Could you rewrite the part that opens with the line containing "Reviewer note: confirm that each instance of the dark" and closes with the line containing "131), (194, 73)]", swapping "keypoint" for "marker" and changing nothing else?

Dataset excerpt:
— Begin —

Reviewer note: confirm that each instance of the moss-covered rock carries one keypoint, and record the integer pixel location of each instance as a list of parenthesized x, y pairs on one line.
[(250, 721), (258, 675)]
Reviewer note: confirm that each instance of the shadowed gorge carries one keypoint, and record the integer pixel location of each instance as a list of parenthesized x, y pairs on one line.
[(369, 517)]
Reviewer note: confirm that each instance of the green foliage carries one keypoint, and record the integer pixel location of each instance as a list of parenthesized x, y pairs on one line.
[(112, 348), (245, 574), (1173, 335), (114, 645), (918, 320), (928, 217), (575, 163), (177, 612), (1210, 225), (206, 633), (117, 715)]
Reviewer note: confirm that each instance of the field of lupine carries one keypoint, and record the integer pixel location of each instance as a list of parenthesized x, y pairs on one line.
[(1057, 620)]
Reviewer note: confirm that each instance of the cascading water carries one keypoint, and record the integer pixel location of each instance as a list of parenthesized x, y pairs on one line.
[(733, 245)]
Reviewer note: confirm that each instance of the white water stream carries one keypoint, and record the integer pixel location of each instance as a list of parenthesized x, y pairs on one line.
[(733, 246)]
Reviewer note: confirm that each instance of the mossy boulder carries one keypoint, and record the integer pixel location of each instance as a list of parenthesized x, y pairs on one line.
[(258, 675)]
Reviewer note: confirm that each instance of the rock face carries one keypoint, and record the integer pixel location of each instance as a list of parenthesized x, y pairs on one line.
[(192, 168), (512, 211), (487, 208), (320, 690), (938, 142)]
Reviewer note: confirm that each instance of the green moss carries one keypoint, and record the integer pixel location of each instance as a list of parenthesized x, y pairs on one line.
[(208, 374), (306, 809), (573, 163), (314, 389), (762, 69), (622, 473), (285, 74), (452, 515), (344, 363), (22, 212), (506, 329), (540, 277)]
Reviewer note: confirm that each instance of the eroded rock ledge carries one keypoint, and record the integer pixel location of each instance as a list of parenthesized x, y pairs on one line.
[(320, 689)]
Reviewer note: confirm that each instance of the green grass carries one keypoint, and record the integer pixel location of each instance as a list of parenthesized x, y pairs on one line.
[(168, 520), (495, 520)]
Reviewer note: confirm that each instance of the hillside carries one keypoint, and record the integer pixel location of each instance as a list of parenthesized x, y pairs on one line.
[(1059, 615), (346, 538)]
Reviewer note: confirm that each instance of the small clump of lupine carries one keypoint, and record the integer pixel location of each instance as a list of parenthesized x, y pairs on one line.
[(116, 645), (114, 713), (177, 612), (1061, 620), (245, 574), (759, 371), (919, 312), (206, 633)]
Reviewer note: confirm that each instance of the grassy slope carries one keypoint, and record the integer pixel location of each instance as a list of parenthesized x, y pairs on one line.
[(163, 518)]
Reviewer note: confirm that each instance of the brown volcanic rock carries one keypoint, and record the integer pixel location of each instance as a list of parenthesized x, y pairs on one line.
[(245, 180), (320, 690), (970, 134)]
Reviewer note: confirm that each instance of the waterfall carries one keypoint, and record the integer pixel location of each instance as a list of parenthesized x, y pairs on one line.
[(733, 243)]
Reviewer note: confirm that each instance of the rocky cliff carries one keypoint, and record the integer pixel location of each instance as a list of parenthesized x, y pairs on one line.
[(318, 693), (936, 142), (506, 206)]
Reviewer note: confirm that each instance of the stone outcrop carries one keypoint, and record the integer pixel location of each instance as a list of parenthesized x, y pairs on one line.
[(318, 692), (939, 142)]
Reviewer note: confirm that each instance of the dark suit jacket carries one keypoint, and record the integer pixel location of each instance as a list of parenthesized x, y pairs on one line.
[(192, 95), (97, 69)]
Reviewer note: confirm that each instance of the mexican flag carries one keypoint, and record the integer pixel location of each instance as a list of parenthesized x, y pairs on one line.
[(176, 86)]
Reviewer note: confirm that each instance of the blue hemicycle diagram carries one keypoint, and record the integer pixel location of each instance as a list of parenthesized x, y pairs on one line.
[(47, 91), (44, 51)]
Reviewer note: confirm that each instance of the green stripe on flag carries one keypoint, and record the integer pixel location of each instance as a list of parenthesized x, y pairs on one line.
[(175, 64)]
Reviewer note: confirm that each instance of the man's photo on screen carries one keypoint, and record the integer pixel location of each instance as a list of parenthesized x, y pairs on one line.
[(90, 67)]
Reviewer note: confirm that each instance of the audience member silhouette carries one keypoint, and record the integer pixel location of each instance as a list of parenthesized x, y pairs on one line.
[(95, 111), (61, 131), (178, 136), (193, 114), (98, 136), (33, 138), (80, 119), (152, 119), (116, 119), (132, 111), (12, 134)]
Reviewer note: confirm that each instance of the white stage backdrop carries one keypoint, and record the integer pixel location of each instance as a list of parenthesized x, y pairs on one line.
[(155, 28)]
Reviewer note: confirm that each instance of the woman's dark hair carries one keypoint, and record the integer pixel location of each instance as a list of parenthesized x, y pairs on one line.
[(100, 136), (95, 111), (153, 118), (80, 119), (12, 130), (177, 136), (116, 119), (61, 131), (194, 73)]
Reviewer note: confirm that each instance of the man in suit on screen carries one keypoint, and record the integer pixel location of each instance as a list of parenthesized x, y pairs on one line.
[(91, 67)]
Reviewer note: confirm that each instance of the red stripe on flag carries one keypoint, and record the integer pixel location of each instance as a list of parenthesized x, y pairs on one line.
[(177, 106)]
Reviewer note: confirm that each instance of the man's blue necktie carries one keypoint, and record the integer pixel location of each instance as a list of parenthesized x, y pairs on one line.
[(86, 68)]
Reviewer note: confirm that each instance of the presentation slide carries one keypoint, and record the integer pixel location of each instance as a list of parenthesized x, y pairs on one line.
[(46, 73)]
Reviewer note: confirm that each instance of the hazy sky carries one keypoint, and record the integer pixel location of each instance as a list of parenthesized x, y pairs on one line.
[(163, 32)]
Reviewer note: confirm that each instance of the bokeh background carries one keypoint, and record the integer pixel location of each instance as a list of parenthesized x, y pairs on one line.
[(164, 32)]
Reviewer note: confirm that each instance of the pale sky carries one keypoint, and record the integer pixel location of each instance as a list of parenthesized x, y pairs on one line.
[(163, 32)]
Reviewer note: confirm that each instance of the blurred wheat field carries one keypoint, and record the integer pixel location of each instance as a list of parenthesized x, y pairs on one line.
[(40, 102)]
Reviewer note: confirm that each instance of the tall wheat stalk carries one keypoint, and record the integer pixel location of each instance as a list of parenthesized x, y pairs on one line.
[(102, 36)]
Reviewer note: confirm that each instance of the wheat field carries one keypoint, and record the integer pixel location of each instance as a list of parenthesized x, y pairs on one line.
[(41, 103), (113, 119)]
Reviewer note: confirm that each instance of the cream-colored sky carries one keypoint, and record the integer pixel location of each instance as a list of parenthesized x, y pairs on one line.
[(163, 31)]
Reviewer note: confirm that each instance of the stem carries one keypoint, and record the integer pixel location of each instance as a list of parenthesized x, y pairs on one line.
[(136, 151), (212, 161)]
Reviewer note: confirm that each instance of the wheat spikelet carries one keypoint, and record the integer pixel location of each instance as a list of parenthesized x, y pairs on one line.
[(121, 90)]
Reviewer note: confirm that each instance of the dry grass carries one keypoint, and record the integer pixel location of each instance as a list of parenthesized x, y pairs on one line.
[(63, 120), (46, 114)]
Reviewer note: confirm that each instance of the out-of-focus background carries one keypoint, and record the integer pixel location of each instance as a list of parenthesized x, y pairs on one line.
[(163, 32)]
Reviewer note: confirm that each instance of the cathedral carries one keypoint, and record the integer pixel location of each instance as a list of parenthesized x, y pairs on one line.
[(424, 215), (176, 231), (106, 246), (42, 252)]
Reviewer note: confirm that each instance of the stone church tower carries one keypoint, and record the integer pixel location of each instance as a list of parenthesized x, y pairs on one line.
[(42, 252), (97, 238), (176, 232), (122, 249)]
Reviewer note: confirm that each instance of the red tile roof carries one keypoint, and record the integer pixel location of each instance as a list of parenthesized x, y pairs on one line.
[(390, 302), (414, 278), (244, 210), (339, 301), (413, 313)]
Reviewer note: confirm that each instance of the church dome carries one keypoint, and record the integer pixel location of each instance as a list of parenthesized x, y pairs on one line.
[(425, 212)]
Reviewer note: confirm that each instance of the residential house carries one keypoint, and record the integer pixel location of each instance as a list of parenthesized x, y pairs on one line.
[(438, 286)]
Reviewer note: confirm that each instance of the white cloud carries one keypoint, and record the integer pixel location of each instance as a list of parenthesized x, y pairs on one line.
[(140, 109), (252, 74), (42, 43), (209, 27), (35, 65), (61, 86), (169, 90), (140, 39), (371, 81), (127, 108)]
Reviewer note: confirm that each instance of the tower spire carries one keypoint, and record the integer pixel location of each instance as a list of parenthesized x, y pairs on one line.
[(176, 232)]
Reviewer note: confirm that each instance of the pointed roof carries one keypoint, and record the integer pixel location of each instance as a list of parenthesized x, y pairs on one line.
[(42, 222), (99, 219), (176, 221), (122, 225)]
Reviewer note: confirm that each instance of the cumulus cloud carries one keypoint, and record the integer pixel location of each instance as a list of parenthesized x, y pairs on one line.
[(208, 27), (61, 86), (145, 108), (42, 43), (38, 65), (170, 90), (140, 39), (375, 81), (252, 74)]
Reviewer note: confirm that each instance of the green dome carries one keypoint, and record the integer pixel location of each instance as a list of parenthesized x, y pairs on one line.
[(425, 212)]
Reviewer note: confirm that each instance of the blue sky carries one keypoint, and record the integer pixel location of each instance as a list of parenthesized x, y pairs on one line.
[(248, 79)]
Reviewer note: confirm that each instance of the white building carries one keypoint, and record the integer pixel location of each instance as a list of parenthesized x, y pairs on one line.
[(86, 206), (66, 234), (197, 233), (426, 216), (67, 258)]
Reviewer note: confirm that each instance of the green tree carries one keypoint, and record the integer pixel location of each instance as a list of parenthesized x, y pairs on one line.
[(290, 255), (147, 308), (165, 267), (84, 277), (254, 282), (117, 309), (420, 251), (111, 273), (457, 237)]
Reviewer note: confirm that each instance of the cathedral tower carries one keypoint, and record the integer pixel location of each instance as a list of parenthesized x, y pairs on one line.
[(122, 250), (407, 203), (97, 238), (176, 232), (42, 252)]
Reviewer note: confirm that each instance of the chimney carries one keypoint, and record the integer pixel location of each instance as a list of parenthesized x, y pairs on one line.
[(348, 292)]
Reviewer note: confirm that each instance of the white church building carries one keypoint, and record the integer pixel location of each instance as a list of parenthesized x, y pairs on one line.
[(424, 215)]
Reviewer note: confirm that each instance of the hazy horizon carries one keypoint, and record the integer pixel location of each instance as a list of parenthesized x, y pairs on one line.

— End —

**Exercise solution**
Reviewer note: confirm that each instance of the dark suit jacket carries one marker, and record the integer pixel location of each instance as a list of parenthesized x, y pairs on one line.
[(192, 95), (97, 69)]
Reviewer note: confirm that each instance of the mexican flag carries one marker, and record the integer pixel location of each instance as a list of parenthesized x, y pairs on one line.
[(176, 86)]
Reviewer note: confirm that each instance of the blue hemicycle diagram carries one marker, and record the integer pixel location of each instance as a list of parenthesized x, y pairs on one line.
[(47, 91), (44, 51)]
Reviewer note: confirm that each instance of the green stripe on flag carries one marker, and record the integer pixel location of each instance as a list of parenthesized x, y pairs on one line.
[(175, 64)]
Reviewer note: confirm that each instance of the man's photo on screen carries one marker, and record the integer pixel location of each instance as a list of parenthesized x, y pairs on one line.
[(90, 67)]
Reviewer note: confirm that each instance of the audience member silhouette carries one marker, and record the integer pixel location of each instance as a list of parenthesized x, y pairs on one line.
[(95, 111), (61, 131), (178, 136), (193, 114), (98, 136), (33, 138), (80, 119), (152, 119), (116, 119), (132, 111), (12, 134)]
Reviewer note: confirm that each instance of the white stage backdrop carries one marker, and record the integer pixel location of each instance as a list of parenthesized x, y pairs on one line.
[(155, 28)]
Reviewer note: confirm that each instance of the woman's dark hair carries one marker, and record the integer pixel location of each instance as a list of parenthesized x, y pairs on one line.
[(100, 136), (95, 111), (153, 118), (80, 119), (12, 130), (177, 136), (116, 119), (61, 131), (194, 73)]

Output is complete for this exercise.